Please put every line of the material below into a numbered list, skipping any blank lines.

((

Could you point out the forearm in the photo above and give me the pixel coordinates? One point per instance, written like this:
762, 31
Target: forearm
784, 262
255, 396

))

RESULT OF THE EXERCISE:
1. Could you point out the forearm in the photo above and give me the pixel coordinates? One point per instance, written like this:
2. 762, 31
3. Target: forearm
4. 784, 262
5. 255, 396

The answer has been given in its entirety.